What to work on. Starting with the line containing "Tag the bartender in black" and going on through the end of the records, write out every line again. Multiply each coordinate in the answers by 1.95 and round to whole numbers, with halves rounded up, leaving all other numbers unchanged.

Exercise materials.
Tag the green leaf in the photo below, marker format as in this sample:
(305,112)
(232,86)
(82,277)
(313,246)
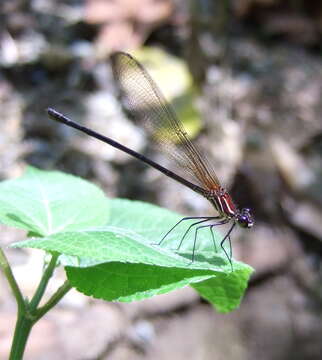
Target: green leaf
(119,261)
(45,202)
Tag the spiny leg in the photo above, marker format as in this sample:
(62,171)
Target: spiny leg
(227,236)
(213,236)
(196,232)
(186,232)
(179,222)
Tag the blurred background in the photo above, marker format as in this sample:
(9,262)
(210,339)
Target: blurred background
(245,78)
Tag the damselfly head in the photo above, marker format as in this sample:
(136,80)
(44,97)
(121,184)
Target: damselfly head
(245,219)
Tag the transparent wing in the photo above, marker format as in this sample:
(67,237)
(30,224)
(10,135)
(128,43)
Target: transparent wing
(145,104)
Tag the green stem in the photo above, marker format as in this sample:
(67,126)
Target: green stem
(60,293)
(22,331)
(4,265)
(43,283)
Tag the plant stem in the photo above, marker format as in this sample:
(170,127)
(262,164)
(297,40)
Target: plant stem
(43,283)
(59,294)
(21,334)
(4,265)
(28,314)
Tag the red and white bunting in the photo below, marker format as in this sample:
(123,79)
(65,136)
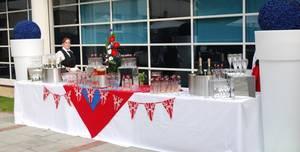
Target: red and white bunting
(46,93)
(68,97)
(132,108)
(90,94)
(150,107)
(117,102)
(168,105)
(78,93)
(104,95)
(56,99)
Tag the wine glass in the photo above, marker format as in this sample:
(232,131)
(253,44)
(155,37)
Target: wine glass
(244,65)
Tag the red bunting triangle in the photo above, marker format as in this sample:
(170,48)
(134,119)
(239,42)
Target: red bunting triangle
(150,107)
(56,99)
(46,93)
(168,105)
(132,108)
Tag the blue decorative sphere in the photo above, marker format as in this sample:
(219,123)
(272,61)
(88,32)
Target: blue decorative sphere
(27,30)
(280,15)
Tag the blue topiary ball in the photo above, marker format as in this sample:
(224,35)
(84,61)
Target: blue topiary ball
(280,15)
(27,30)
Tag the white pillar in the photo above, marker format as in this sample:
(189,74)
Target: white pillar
(42,14)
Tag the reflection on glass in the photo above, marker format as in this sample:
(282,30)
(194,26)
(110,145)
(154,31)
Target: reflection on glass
(71,32)
(4,71)
(171,56)
(14,5)
(183,76)
(4,55)
(131,33)
(2,5)
(65,15)
(14,18)
(218,30)
(251,26)
(250,50)
(3,38)
(88,50)
(170,31)
(254,5)
(60,2)
(3,21)
(95,34)
(76,51)
(169,8)
(218,54)
(141,53)
(209,7)
(92,13)
(129,10)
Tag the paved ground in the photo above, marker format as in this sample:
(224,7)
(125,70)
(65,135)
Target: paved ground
(19,138)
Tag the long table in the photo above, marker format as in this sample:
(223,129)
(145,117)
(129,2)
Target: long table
(200,124)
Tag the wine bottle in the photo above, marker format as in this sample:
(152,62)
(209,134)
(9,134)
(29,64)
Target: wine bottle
(200,70)
(208,67)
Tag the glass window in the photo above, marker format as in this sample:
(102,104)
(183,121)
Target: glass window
(71,32)
(2,5)
(170,31)
(218,30)
(60,2)
(129,10)
(251,26)
(4,71)
(14,18)
(95,34)
(171,56)
(16,5)
(65,15)
(250,50)
(141,53)
(218,54)
(209,7)
(131,33)
(92,0)
(254,5)
(76,51)
(3,21)
(92,13)
(4,54)
(183,75)
(88,50)
(169,8)
(3,38)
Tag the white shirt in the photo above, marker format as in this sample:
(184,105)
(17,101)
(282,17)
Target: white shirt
(60,55)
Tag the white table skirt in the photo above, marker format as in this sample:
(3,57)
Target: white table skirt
(199,124)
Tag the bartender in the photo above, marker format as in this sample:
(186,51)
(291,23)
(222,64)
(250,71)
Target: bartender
(65,54)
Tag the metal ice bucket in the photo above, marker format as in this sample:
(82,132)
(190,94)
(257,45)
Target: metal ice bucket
(198,84)
(52,75)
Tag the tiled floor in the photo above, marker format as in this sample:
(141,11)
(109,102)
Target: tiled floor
(19,138)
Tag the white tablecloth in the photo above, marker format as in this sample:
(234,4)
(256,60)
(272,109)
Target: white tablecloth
(199,124)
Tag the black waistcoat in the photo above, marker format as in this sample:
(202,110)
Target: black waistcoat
(70,61)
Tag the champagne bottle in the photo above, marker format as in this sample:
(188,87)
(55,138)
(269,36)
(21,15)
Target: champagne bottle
(208,67)
(200,70)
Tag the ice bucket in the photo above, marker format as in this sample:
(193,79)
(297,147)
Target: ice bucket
(198,84)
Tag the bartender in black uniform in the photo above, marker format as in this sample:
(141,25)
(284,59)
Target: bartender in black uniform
(65,54)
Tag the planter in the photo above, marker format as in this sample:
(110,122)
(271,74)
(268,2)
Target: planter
(279,55)
(27,53)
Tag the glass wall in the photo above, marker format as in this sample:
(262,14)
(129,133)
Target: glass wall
(165,35)
(11,12)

Completed task.
Tag the bartender in black uniform in the photo above, marker format as in this sample:
(141,25)
(284,59)
Target: bartender in black uniform
(127,105)
Tag the planter in the photo above, marker format as in this sample:
(110,122)
(271,74)
(268,2)
Target: planter
(544,107)
(53,103)
Tag the glass wall in the photo above, marker format as in this sample:
(262,14)
(129,133)
Target: glass wall
(322,68)
(21,23)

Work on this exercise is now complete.